(EXERCISE DIRECTIONS): Update the items by replacing "one point per instance" with "a single point for each instance" everywhere and leaving everything else unchanged. Leave out the pictures in your answer.

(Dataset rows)
____________________

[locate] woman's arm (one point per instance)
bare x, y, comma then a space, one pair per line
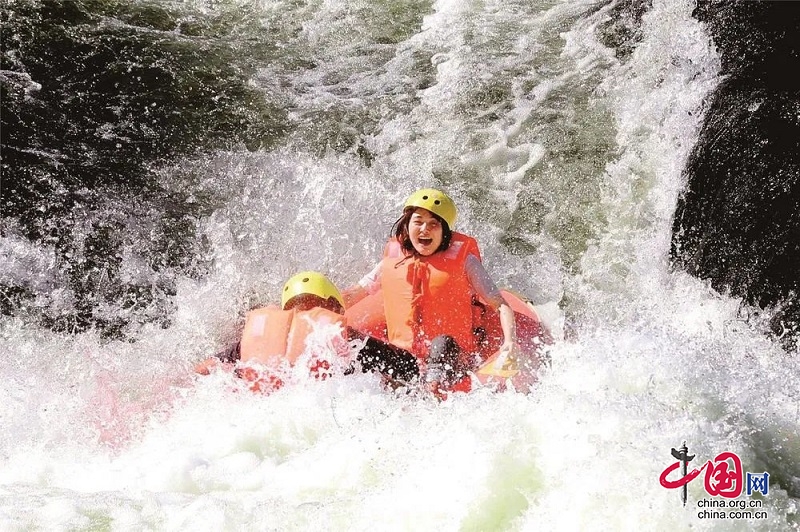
488, 291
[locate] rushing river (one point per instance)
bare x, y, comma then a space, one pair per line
188, 157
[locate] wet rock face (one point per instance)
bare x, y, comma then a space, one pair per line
738, 222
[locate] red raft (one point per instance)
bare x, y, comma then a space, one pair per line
533, 338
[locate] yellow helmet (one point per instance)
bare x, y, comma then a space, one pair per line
435, 201
313, 283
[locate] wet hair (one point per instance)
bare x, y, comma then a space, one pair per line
400, 231
309, 301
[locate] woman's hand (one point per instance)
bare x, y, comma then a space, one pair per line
509, 355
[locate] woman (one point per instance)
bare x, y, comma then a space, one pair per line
429, 277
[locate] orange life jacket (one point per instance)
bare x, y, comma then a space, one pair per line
428, 296
274, 337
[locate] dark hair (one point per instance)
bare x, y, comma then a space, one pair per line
400, 231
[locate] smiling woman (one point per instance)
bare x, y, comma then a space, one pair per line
430, 277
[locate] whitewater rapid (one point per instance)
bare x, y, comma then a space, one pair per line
565, 162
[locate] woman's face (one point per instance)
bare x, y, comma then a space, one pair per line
425, 232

____________________

(RESULT OF THE TASK):
[locate] woman's arm (a single point for each instance)
bare x, y, comma then a space, one pair per line
488, 291
[locate] rushing river (a single point for each instance)
bare x, y, comma then a space, one pair per line
188, 157
[locate] wet rock face (a single point for each instance)
bare x, y, comma then a space, one pair per line
738, 222
[locate] red raft (a single point for each instance)
bare x, y, comma then a space, one pair per line
533, 338
[locate] yellow helmet (a single point for each instance)
bare x, y, comma then a space, one pair per line
435, 201
313, 283
[locate] wet hair (a single point for each instance)
bare x, y, comma then a space, one pair per line
400, 231
309, 301
[locate] woman's hand (a single point for each instance)
bare x, y, comma then a space, one pair per line
509, 355
[locate] woman (a single point for each instance)
bare x, y, comma then a space, one pair per line
429, 277
[locate] orange life jacket (a single point for each instance)
bare x, y, comma then a space, one pair per line
428, 296
274, 337
[locate] dark hair (a single point for each instance)
bare x, y, comma then a space, one pair per line
400, 231
[locate] smiling woman (a single point for each instance)
bare x, y, comma then a space, one pair per line
430, 277
[locate] whitewater rapid (a single point for each instance)
bare x, y, comma then a space, one pair per line
565, 162
[locate] woman's face (a single point for each instance)
bare x, y, comma then a space, one pair per line
425, 232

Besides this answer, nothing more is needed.